### Excerpts of location labeling data
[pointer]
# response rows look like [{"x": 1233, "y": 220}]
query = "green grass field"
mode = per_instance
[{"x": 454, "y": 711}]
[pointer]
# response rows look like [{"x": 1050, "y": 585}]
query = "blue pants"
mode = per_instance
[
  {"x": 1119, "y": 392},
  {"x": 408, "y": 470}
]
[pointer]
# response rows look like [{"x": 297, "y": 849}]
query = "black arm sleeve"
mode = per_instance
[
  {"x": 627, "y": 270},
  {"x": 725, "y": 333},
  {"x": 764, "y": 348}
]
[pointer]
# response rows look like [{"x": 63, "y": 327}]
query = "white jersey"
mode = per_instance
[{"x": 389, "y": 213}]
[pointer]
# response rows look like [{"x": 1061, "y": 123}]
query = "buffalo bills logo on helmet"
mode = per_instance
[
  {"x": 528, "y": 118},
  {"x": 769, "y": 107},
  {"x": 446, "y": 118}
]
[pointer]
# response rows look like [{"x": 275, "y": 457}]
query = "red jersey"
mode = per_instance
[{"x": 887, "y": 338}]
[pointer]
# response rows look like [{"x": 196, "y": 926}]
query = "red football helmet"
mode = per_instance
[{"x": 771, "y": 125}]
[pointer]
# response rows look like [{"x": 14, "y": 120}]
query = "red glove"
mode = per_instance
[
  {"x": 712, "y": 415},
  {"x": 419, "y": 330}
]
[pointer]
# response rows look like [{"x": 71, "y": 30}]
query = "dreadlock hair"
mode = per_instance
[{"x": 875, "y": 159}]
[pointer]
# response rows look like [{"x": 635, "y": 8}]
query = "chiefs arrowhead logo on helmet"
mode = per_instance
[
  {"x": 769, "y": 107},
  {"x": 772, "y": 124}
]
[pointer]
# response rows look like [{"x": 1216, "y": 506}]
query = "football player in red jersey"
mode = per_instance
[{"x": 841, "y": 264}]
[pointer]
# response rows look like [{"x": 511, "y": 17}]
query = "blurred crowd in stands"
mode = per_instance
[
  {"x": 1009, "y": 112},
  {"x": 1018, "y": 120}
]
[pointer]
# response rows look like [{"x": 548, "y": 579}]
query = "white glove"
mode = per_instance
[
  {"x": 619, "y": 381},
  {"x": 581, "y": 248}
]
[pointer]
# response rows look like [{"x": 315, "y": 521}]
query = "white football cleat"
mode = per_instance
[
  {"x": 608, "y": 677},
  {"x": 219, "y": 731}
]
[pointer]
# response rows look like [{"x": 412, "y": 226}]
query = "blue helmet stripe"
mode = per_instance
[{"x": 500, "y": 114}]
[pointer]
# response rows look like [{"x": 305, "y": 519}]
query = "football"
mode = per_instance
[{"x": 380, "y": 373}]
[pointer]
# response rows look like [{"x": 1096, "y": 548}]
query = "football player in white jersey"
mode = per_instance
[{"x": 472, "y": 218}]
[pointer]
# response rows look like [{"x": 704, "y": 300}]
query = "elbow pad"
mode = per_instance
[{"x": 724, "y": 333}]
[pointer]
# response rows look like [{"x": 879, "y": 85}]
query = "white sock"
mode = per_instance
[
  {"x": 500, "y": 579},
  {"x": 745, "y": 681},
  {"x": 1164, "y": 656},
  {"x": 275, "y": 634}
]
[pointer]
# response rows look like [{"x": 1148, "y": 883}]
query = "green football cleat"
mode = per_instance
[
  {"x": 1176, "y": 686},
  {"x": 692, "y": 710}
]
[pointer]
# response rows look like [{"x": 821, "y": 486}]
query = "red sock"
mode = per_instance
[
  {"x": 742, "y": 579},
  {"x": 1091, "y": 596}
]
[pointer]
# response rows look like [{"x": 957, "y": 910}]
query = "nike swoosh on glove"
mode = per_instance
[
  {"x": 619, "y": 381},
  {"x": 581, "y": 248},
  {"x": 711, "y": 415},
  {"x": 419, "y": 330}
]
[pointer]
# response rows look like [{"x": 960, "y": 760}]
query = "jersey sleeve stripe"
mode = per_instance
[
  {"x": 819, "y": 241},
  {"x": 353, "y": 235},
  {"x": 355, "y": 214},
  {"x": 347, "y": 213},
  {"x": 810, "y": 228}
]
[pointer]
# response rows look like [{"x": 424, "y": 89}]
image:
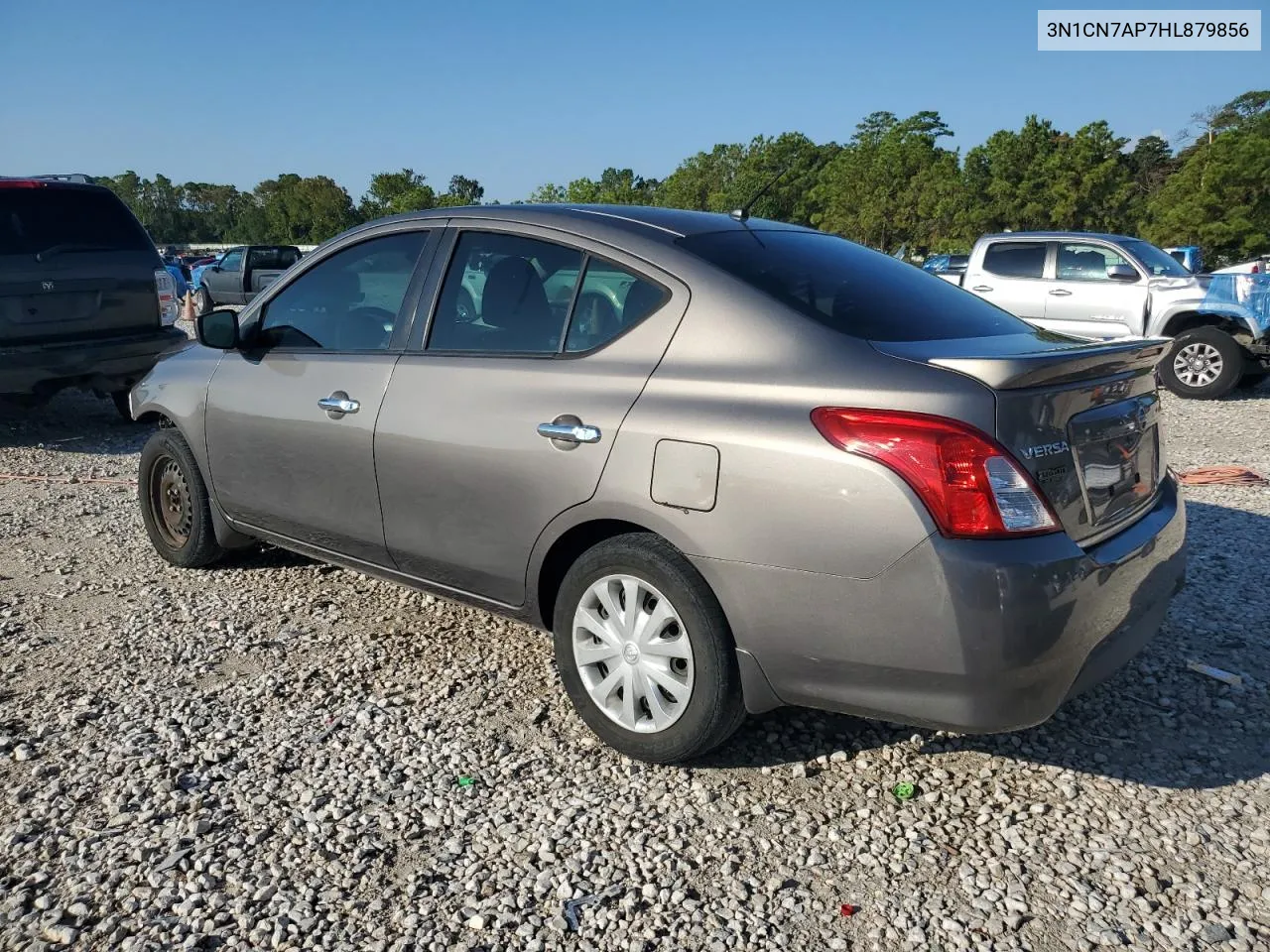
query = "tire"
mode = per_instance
[
  {"x": 121, "y": 403},
  {"x": 710, "y": 707},
  {"x": 175, "y": 503},
  {"x": 1218, "y": 365}
]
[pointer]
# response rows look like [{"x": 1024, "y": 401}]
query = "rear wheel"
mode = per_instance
[
  {"x": 175, "y": 504},
  {"x": 1203, "y": 365},
  {"x": 645, "y": 653}
]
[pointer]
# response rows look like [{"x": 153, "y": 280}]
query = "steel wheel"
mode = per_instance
[
  {"x": 171, "y": 502},
  {"x": 633, "y": 654},
  {"x": 1198, "y": 365}
]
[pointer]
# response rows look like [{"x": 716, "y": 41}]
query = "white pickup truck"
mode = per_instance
[{"x": 1110, "y": 286}]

### Work to be completed
Exclude the pictures, and transcribe all of the material exactly.

### Finished exercise
[pointer]
# response rows look like [{"x": 1233, "y": 220}]
query = "green grass field"
mode = per_instance
[{"x": 454, "y": 711}]
[pointer]
# response rows look like [{"x": 1050, "y": 585}]
query = "blue pants"
mode = per_instance
[
  {"x": 1119, "y": 392},
  {"x": 408, "y": 470}
]
[pointer]
# response rows look like [{"x": 297, "y": 849}]
query = "black arm sleeve"
mode = per_instance
[
  {"x": 627, "y": 270},
  {"x": 725, "y": 333},
  {"x": 764, "y": 348}
]
[pointer]
# response rows look like [{"x": 63, "y": 327}]
query = "white jersey"
mode = per_instance
[{"x": 389, "y": 213}]
[pointer]
# response rows look like [{"x": 1061, "y": 123}]
query = "buffalo bills logo on helmet"
mode = per_instance
[
  {"x": 528, "y": 118},
  {"x": 769, "y": 107},
  {"x": 446, "y": 118}
]
[pointer]
# response rows look like [{"x": 275, "y": 457}]
query = "red jersey"
mode = per_instance
[{"x": 887, "y": 338}]
[pointer]
# response rows look like [{"x": 196, "y": 926}]
query = "red football helmet"
mode = per_instance
[{"x": 771, "y": 125}]
[pointer]
# response rows look like [{"x": 14, "y": 120}]
query = "red glove"
mode = per_instance
[
  {"x": 712, "y": 415},
  {"x": 419, "y": 330}
]
[pointer]
# response rows look like [{"x": 71, "y": 30}]
query = "dreadlock hair"
mode = per_instance
[{"x": 875, "y": 159}]
[pointer]
# response rows look like [{"x": 635, "y": 8}]
query = "chiefs arrowhead logo on helmet"
mode = per_instance
[
  {"x": 769, "y": 107},
  {"x": 772, "y": 124}
]
[pointer]
# response rows look like [{"x": 1216, "y": 506}]
query = "football player in red jersey"
mode = per_instance
[{"x": 841, "y": 264}]
[pointer]
# response rows look like [{"x": 511, "y": 17}]
query = "blurred crowd in stands"
mode = per_instance
[
  {"x": 1009, "y": 112},
  {"x": 1018, "y": 120}
]
[pointer]
# response rows look like [{"x": 548, "y": 579}]
query = "white glove"
mode = per_instance
[
  {"x": 619, "y": 381},
  {"x": 581, "y": 248}
]
[pointer]
# response rows look like [{"x": 315, "y": 521}]
query = "white football cleat"
mode = per_instance
[
  {"x": 608, "y": 677},
  {"x": 219, "y": 731}
]
[pointer]
# response rows look like [{"x": 412, "y": 226}]
query = "blue helmet stripe"
mode = per_instance
[{"x": 500, "y": 114}]
[pointer]
# response rows look like [{"x": 305, "y": 519}]
query = "football"
mode = per_instance
[{"x": 380, "y": 373}]
[pointer]
# response rows look like [{"x": 1096, "y": 548}]
query = "football player in white jersey"
mode = per_instance
[{"x": 472, "y": 218}]
[pointer]
# response rows look like [{"x": 704, "y": 300}]
query = "elbow pad"
mode = per_instance
[{"x": 724, "y": 333}]
[pointer]
# response rows look like [{"x": 879, "y": 85}]
query = "white sock"
mode = per_instance
[
  {"x": 500, "y": 579},
  {"x": 745, "y": 681},
  {"x": 1164, "y": 656},
  {"x": 275, "y": 634}
]
[pointer]
# response rows look like [{"x": 1148, "y": 883}]
query = "green football cleat"
mode = per_instance
[
  {"x": 1176, "y": 686},
  {"x": 692, "y": 710}
]
[pointer]
# response rows look like [{"x": 821, "y": 486}]
query = "red sock"
mode = per_instance
[
  {"x": 742, "y": 579},
  {"x": 1091, "y": 596}
]
[pointer]
# response rows look like [{"x": 957, "y": 910}]
query = "nike swoosh on glove"
mode = per_instance
[
  {"x": 619, "y": 381},
  {"x": 581, "y": 248},
  {"x": 711, "y": 415},
  {"x": 419, "y": 330}
]
[pointer]
# response rows look like [{"x": 960, "y": 760}]
query = "jersey sleeve stripe"
mode = per_instance
[
  {"x": 819, "y": 241},
  {"x": 353, "y": 235},
  {"x": 355, "y": 214},
  {"x": 347, "y": 213},
  {"x": 810, "y": 228}
]
[pointer]
# response rows look like [{"x": 424, "y": 89}]
image:
query = "tire"
mode = per_instance
[
  {"x": 121, "y": 403},
  {"x": 710, "y": 707},
  {"x": 175, "y": 503},
  {"x": 1218, "y": 365}
]
[pointer]
# response rows look like [{"x": 1024, "y": 401}]
query = "rear wheel"
mode = per_instance
[
  {"x": 175, "y": 504},
  {"x": 1203, "y": 365},
  {"x": 645, "y": 653}
]
[pointer]
# response rows look like [{"x": 153, "y": 280}]
query = "steel wheel"
mode = per_instance
[
  {"x": 171, "y": 502},
  {"x": 633, "y": 654},
  {"x": 1198, "y": 365}
]
[pointer]
# response rows look like [{"x": 716, "y": 41}]
query = "white pickup truck"
mode = per_instance
[{"x": 1110, "y": 286}]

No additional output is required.